Lay out every line of all the items below as a JSON list of strings, one string per line, skipping blank lines. Leave the picture placeholders out of the list.

Records:
━━━━━━━━━━━━━━━━

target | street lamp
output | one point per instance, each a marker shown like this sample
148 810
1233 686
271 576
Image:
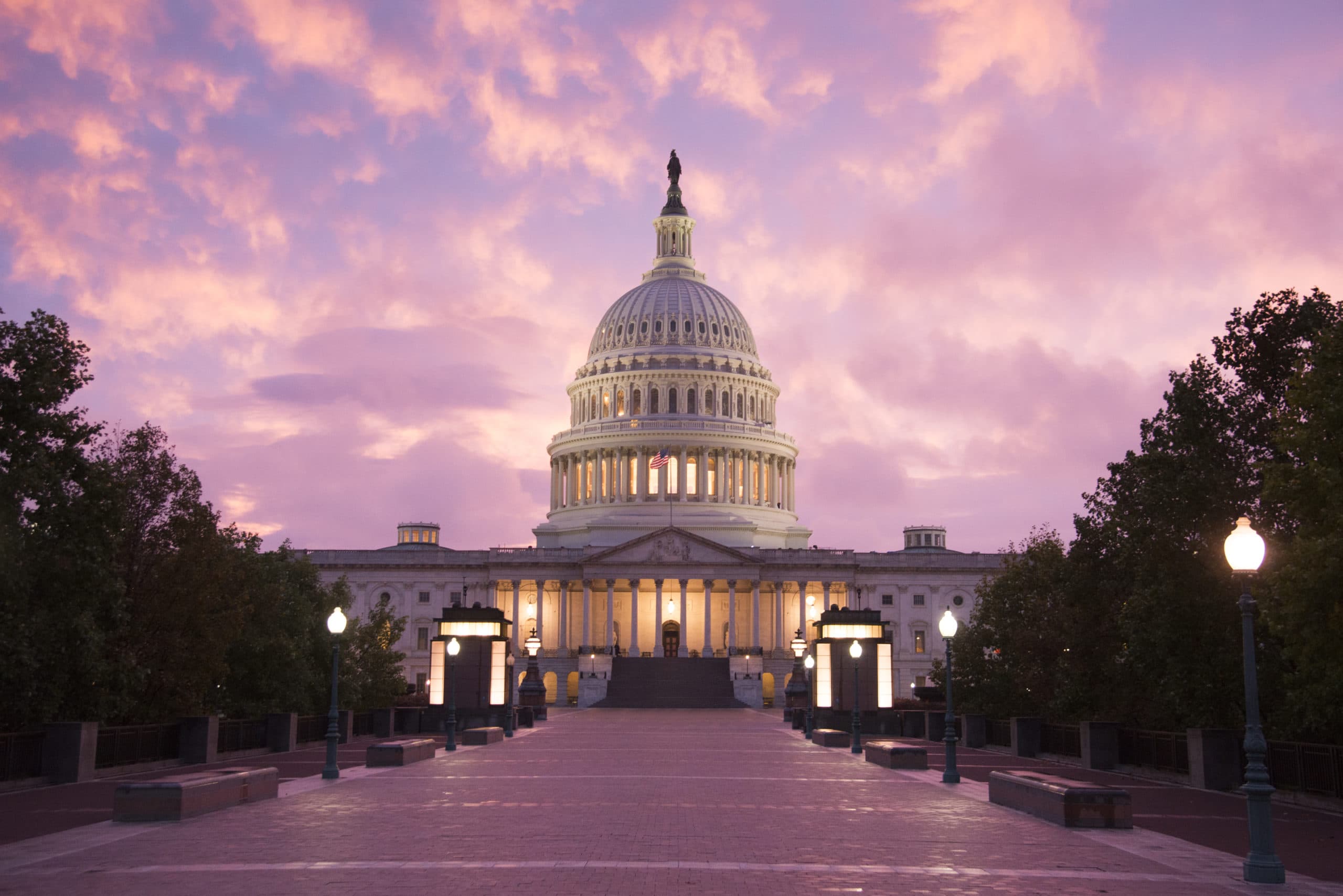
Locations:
335 624
947 626
508 699
810 663
1245 552
856 650
454 648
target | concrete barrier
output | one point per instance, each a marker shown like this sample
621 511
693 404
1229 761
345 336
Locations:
481 737
1063 801
892 754
179 797
399 753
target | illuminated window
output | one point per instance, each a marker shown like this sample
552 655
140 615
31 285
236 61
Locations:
824 698
884 686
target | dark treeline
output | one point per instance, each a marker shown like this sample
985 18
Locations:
121 597
1137 618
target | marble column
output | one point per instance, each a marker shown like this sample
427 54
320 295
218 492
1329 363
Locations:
684 648
564 618
586 637
780 643
517 628
657 618
681 476
732 616
634 617
707 649
755 616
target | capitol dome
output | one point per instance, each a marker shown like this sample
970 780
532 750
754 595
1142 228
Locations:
672 417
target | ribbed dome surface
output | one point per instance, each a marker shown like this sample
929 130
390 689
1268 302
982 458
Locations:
670 312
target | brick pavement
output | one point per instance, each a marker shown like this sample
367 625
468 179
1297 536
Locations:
621 803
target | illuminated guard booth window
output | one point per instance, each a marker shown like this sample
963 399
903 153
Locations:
836 632
481 671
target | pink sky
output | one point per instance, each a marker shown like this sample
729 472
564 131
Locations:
351 254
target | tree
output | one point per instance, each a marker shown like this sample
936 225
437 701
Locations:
1305 606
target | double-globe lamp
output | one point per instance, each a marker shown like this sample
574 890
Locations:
336 625
1244 549
454 648
947 626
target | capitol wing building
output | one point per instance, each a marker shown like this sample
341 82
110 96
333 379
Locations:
673 526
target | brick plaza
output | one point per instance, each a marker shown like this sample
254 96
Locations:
610 801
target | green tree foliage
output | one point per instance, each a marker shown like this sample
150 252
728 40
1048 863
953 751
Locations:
123 600
1143 591
1305 606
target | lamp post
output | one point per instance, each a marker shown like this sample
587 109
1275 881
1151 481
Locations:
856 650
1244 551
947 626
810 663
508 698
335 624
454 648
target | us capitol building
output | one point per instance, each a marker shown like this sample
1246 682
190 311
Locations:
673 524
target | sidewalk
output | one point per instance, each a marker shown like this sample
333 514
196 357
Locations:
626 801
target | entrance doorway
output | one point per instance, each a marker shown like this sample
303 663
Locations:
670 638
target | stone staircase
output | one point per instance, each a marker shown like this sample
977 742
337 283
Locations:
669 683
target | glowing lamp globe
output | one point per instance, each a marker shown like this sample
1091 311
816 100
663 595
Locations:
1244 547
336 621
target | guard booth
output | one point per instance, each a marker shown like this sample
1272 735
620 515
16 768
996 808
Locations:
833 679
483 668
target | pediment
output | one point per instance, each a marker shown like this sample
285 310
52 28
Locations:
670 546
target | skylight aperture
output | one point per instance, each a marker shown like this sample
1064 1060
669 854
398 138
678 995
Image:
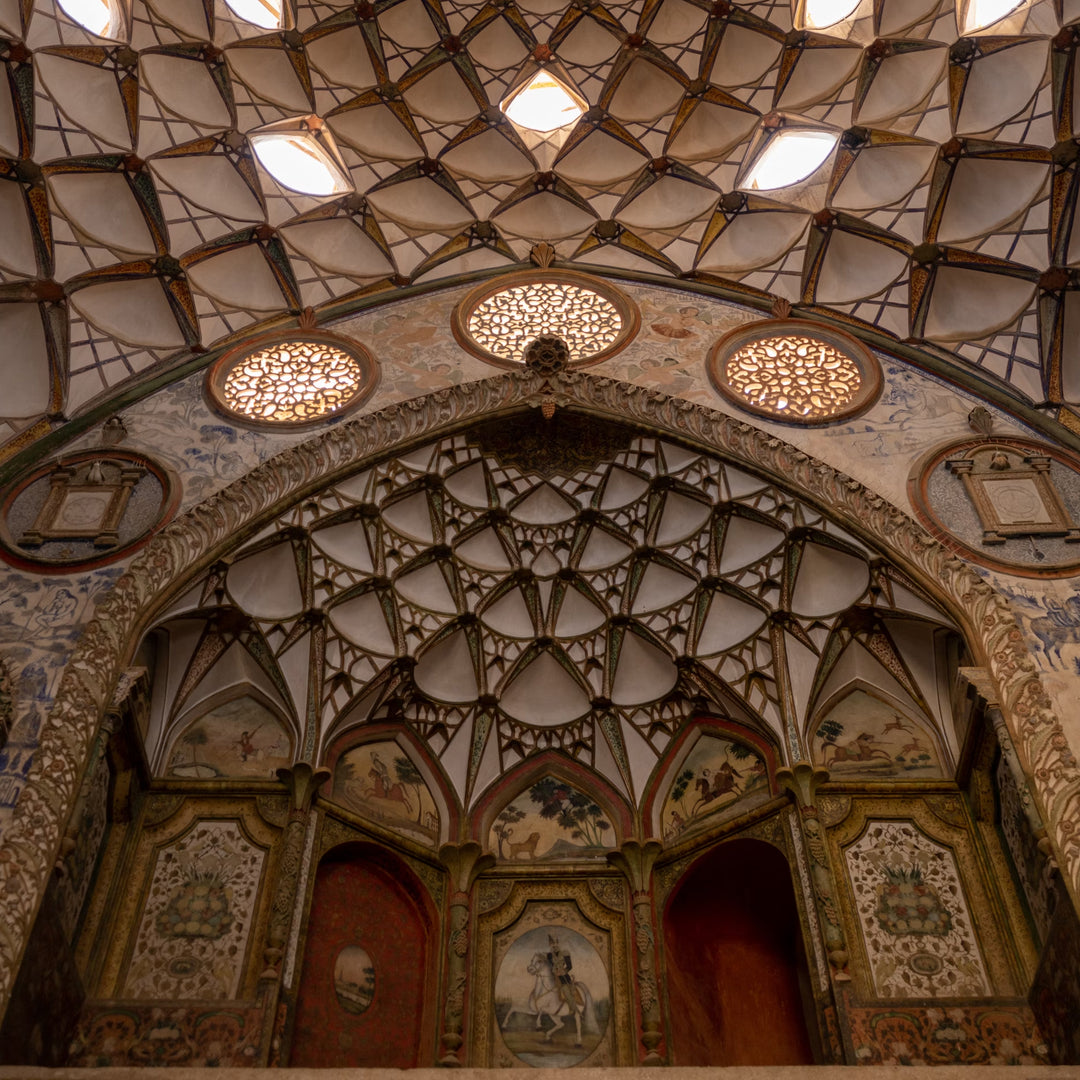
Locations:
100 17
979 14
821 14
302 159
790 157
543 105
265 13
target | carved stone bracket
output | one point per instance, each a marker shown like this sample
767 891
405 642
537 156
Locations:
464 862
802 780
636 861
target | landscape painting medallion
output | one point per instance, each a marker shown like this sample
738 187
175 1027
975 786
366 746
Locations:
552 997
716 774
862 736
241 738
353 979
551 821
380 781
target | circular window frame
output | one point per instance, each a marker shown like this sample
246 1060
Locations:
626 308
869 369
224 365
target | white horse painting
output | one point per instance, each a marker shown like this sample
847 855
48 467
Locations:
547 999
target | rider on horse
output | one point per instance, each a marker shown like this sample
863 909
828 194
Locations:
561 964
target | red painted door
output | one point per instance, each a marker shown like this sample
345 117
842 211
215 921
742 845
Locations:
733 955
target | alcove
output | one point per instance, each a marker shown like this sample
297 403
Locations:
366 984
737 980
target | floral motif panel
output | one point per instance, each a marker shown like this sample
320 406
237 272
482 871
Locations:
192 934
913 915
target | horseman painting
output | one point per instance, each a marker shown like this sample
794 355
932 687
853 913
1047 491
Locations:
552 997
379 780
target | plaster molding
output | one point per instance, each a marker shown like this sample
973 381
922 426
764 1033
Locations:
30 842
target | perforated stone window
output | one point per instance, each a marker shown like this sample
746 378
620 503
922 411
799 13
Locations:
498 321
795 372
293 381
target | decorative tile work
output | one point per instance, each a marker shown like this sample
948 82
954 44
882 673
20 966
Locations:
148 1036
971 1035
913 915
192 934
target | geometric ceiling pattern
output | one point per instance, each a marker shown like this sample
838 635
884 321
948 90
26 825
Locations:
136 227
502 599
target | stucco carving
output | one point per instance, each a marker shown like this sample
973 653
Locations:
29 845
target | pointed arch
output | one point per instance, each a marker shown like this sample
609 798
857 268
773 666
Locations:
190 544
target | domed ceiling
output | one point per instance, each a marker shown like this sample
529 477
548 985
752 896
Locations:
500 598
137 229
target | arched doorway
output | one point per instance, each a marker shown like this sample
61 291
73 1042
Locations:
367 983
737 979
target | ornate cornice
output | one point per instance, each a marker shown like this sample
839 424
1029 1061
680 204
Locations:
29 844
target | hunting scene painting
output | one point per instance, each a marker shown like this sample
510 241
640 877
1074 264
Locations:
716 774
241 738
381 782
862 736
552 997
551 822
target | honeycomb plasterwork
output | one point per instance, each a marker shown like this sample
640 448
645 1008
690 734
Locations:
32 835
914 915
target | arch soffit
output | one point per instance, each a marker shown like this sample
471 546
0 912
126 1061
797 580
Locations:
187 545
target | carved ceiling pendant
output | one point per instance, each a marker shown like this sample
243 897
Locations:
497 321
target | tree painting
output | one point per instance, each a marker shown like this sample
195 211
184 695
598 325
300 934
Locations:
504 825
571 810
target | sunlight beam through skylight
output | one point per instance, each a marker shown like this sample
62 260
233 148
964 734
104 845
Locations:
979 14
98 16
788 158
820 14
265 13
543 105
298 162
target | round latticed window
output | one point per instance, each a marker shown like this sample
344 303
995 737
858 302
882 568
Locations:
292 380
498 321
795 372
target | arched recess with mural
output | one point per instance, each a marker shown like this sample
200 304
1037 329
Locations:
433 598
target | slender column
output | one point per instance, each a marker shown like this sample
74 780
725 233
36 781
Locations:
636 861
802 780
466 862
302 782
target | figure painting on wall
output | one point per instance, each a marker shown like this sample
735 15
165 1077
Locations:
861 734
552 997
241 738
380 781
552 821
716 774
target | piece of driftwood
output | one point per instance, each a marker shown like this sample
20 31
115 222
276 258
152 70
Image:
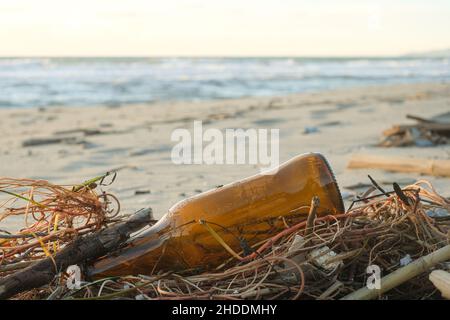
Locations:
402 275
426 132
441 280
85 248
430 167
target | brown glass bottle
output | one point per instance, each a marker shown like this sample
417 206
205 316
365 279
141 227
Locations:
242 213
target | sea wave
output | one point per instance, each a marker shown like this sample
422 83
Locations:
28 82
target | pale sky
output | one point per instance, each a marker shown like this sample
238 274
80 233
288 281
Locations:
222 28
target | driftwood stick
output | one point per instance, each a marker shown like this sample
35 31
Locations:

━━━━━━━━━━━━━━━━

SOLUTION TO THE EXERCISE:
[
  "target | street lamp",
  "output | one point per instance, each a marker shown like this sample",
  "148 810",
  "1233 686",
  "271 576",
  "Image:",
  "Locations:",
  "335 624",
  "947 626",
  "508 699",
  "810 663",
  "1245 552",
  "856 650",
  "454 648",
  "target | concrete barrier",
  "output | one point per instance, each a marker shown like this sample",
  "621 511",
  "693 404",
  "1229 761",
  "345 336",
  "Locations:",
  "481 737",
  "1063 801",
  "892 754",
  "179 797",
  "399 753",
  "target | illuminated window",
  "output | one point per instance, each a marker shown like this sample",
  "552 655",
  "140 615",
  "31 285",
  "236 61",
  "Locations:",
  "824 698",
  "884 686",
  "target | dark treeline",
  "output | one point per instance, each a marker shown like this sample",
  "985 18",
  "Locations:",
  "121 597",
  "1137 618",
  "target | marble column",
  "output | one point per instance, each a marker shown like this sample",
  "427 54",
  "320 295",
  "218 492",
  "1329 363",
  "Locations:",
  "684 648",
  "564 618",
  "586 637",
  "780 643",
  "517 628",
  "657 618",
  "681 476",
  "732 616",
  "634 617",
  "707 649",
  "755 616",
  "target | capitol dome",
  "output | one point per instance, each a marker shown like this sample",
  "970 780",
  "532 750",
  "754 595",
  "1142 228",
  "Locations:",
  "672 417",
  "target | ribbed dome surface",
  "output | one point per instance, each a marker shown like this sample",
  "929 130",
  "390 689",
  "1268 302",
  "982 458",
  "Locations:",
  "670 312",
  "target | brick pavement",
  "output | one point per instance, each a marker shown like this sample",
  "367 625",
  "468 179",
  "1297 536",
  "Locations:",
  "621 803",
  "target | illuminated guard booth window",
  "output | one point per instance, each a marker shown like this sample",
  "963 399",
  "903 153",
  "Locations:",
  "836 632",
  "481 671",
  "target | pink sky",
  "output | one point per instance, each a marker shown like this sample",
  "729 472",
  "564 131",
  "Locations:",
  "351 254",
  "target | tree",
  "output | one point per instance, each a marker shown like this sample",
  "936 225",
  "437 701",
  "Locations:",
  "1305 606",
  "target | double-globe lamp",
  "output | one point per instance, each a marker shown like this sample",
  "574 890",
  "Locations:",
  "336 625",
  "1244 549",
  "454 648",
  "947 626",
  "target | capitol wing building",
  "output | one point per instance, each a marker shown like this sample",
  "341 82",
  "110 96",
  "333 379",
  "Locations:",
  "673 526",
  "target | brick plaza",
  "output | one point per instance, each a marker shown like this sample",
  "254 96",
  "Locations:",
  "610 801",
  "target | green tree foliage",
  "output | one point per instance, each a marker shown like this sample",
  "150 252",
  "728 40",
  "1048 863",
  "953 751",
  "Locations:",
  "123 600",
  "1143 591",
  "1305 606",
  "target | lamp post",
  "output | one point per instance, each a marker shown like this sample",
  "587 109",
  "1275 881",
  "1151 481",
  "Locations:",
  "856 650",
  "1244 551",
  "947 626",
  "810 663",
  "508 698",
  "335 624",
  "454 648",
  "target | us capitol building",
  "output | one point per instance, each a marker shown like this sample",
  "1246 682",
  "190 311",
  "Locations:",
  "673 524",
  "target | sidewalk",
  "output | one point per instance, each a marker shown like this sample",
  "333 514",
  "196 357",
  "Locations:",
  "626 801",
  "target | entrance doorway",
  "output | one point per instance, each a marker shown like this sample",
  "303 663",
  "Locations:",
  "670 638",
  "target | stone staircase",
  "output | one point per instance, each a marker shown like this sample",
  "977 742",
  "337 283",
  "Locations:",
  "669 683",
  "target | glowing lamp globe",
  "output | one point per instance, each a marker shown like this sample",
  "1091 311",
  "816 100",
  "663 595",
  "Locations:",
  "1244 547",
  "336 621",
  "target | guard booth",
  "output | one point per instance, each a marker shown like this sample",
  "1272 735",
  "620 515",
  "16 768",
  "996 808",
  "Locations:",
  "833 679",
  "483 668",
  "target | pediment",
  "output | one point per instance, each a marker shown like this sample",
  "285 310",
  "52 28",
  "Locations:",
  "670 546",
  "target | skylight aperture",
  "output | one point per instance, each a marker shown like this sample",
  "1064 1060",
  "669 854",
  "398 138",
  "678 995",
  "Image:",
  "Locations:",
  "100 17",
  "979 14",
  "821 14",
  "302 159",
  "790 157",
  "543 105",
  "265 13",
  "target | carved stone bracket",
  "output | one point per instance, each a marker shown like this sample",
  "767 891",
  "405 642",
  "537 156",
  "Locations:",
  "464 862",
  "802 780",
  "636 861",
  "target | landscape painting medallion",
  "output | one point per instance, each a marker shown like this sample",
  "738 187",
  "175 1027",
  "975 786",
  "366 746",
  "Locations:",
  "552 997",
  "716 774",
  "862 736",
  "241 738",
  "353 979",
  "551 821",
  "380 781",
  "target | circular window frame",
  "output | one point per instance, each a marker shown like this sample",
  "246 1060",
  "Locations:",
  "626 308",
  "869 369",
  "224 365",
  "target | white horse painting",
  "output | one point per instance, each a marker shown like this sample",
  "847 855",
  "48 467",
  "Locations:",
  "547 999",
  "target | rider on horse",
  "output | one point per instance, each a marker shown like this sample",
  "863 909",
  "828 194",
  "Locations:",
  "561 964",
  "target | red painted door",
  "output | one point per instance, each a marker shown like this sample",
  "345 117",
  "842 211",
  "215 921",
  "742 845",
  "Locations:",
  "733 955",
  "target | alcove",
  "output | one point per instance, each a marker shown like this sample",
  "297 403",
  "Locations:",
  "366 984",
  "737 980",
  "target | floral motif panel",
  "output | one point per instance, each a marker shown like this sample",
  "320 406",
  "237 272",
  "482 871",
  "Locations:",
  "192 934",
  "913 915",
  "target | horseman painting",
  "output | one point per instance, each a marker shown like this sample",
  "794 355",
  "932 687",
  "853 913",
  "1047 491",
  "Locations:",
  "552 997",
  "379 780",
  "target | plaster molding",
  "output | one point per instance, each a marker shown like this sample",
  "973 381",
  "922 426",
  "764 1033",
  "Locations:",
  "30 842",
  "target | perforated stone window",
  "output | one point per instance, each a marker shown like this sample",
  "746 378",
  "620 503",
  "922 411",
  "799 13",
  "Locations:",
  "498 321",
  "795 372",
  "293 381",
  "target | decorative tile work",
  "output | one point per instance, each a marker shown like this sample",
  "948 82",
  "954 44",
  "882 673",
  "20 966",
  "Locations:",
  "148 1036",
  "971 1035",
  "913 915",
  "192 934",
  "target | geometric ceiling pattern",
  "output | one point per instance, each a marker shown like this sample",
  "838 635",
  "884 321",
  "948 90",
  "26 825",
  "Locations:",
  "136 227",
  "502 599",
  "target | stucco carving",
  "output | one point per instance, each a marker shown like this sample",
  "973 653",
  "Locations:",
  "29 845",
  "target | pointed arch",
  "output | one point per instance, each a marker shown like this sample",
  "609 798",
  "857 268",
  "773 666",
  "Locations:",
  "190 544",
  "target | domed ceiling",
  "output | one point per instance, each a marker shown like this sample",
  "529 477",
  "548 985",
  "752 896",
  "Locations:",
  "500 598",
  "137 229",
  "target | arched doorway",
  "output | one point per instance, each a marker shown like this sample",
  "61 291",
  "73 1042",
  "Locations:",
  "367 983",
  "737 979",
  "target | ornate cornice",
  "output | one point per instance, each a marker shown like this sample",
  "839 424",
  "1029 1061",
  "680 204",
  "Locations:",
  "29 844",
  "target | hunting scene painting",
  "output | one point per instance, each a marker shown like this sample",
  "510 241",
  "640 877",
  "1074 264",
  "Locations:",
  "716 774",
  "241 738",
  "381 782",
  "862 736",
  "552 997",
  "551 822",
  "target | honeycomb plasterwork",
  "output | one point per instance, each a marker shown like this sample",
  "640 448",
  "645 1008",
  "690 734",
  "Locations:",
  "32 835",
  "914 915",
  "target | arch soffit",
  "output | one point per instance, each a marker shown like this sample",
  "471 546",
  "0 912",
  "126 1061",
  "797 580",
  "Locations:",
  "187 545",
  "target | carved ceiling pendant",
  "output | one point per instance, each a marker shown like this sample",
  "243 897",
  "Locations:",
  "497 321",
  "target | tree painting",
  "output | one point per instance, each a marker shown like this sample",
  "195 211",
  "184 695",
  "598 325",
  "300 934",
  "Locations:",
  "504 825",
  "571 810",
  "target | sunlight beam through skylight",
  "output | one point per instance, each a marker shown like this sample",
  "62 260",
  "233 148",
  "964 734",
  "104 845",
  "Locations:",
  "979 14",
  "98 16",
  "788 158",
  "820 14",
  "265 13",
  "543 105",
  "298 162",
  "target | round latticed window",
  "output | one point per instance, each a marker shown like this sample",
  "344 303",
  "995 737",
  "858 302",
  "882 568",
  "Locations:",
  "292 380",
  "498 321",
  "795 372",
  "target | arched recess with mural",
  "output | one point per instance, each a marker shown like this sample",
  "200 304",
  "1037 329",
  "Locations:",
  "433 598",
  "target | slender column",
  "output | one point per instance, each a marker shown like this sample",
  "74 780",
  "725 233",
  "36 781",
  "Locations:",
  "636 861",
  "802 780",
  "466 862",
  "302 782",
  "target | figure painting on wall",
  "output | one point per instance, each a marker shown like this sample",
  "735 15",
  "165 1077",
  "Locations:",
  "861 734",
  "552 997",
  "241 738",
  "380 781",
  "552 821",
  "716 774",
  "target | piece of driftwood",
  "output | one point per instance, each a marker shown like this sample",
  "20 31",
  "115 222",
  "276 258",
  "152 70",
  "Image:",
  "Locations:",
  "402 275",
  "426 132",
  "441 280",
  "85 248",
  "430 167",
  "target | brown glass bottle",
  "output | one point per instance, each a marker shown like this sample",
  "417 206",
  "205 316",
  "365 279",
  "141 227",
  "Locations:",
  "242 213",
  "target | sea wave",
  "output | one point per instance, each a marker shown like this sample",
  "422 83",
  "Locations:",
  "28 82",
  "target | pale sky",
  "output | one point per instance, each a marker shown like this sample",
  "238 274",
  "80 233",
  "288 281",
  "Locations:",
  "222 28",
  "target | driftwood stick",
  "output | one point per instance, each a marker shown like this sample",
  "35 31",
  "Locations:"
]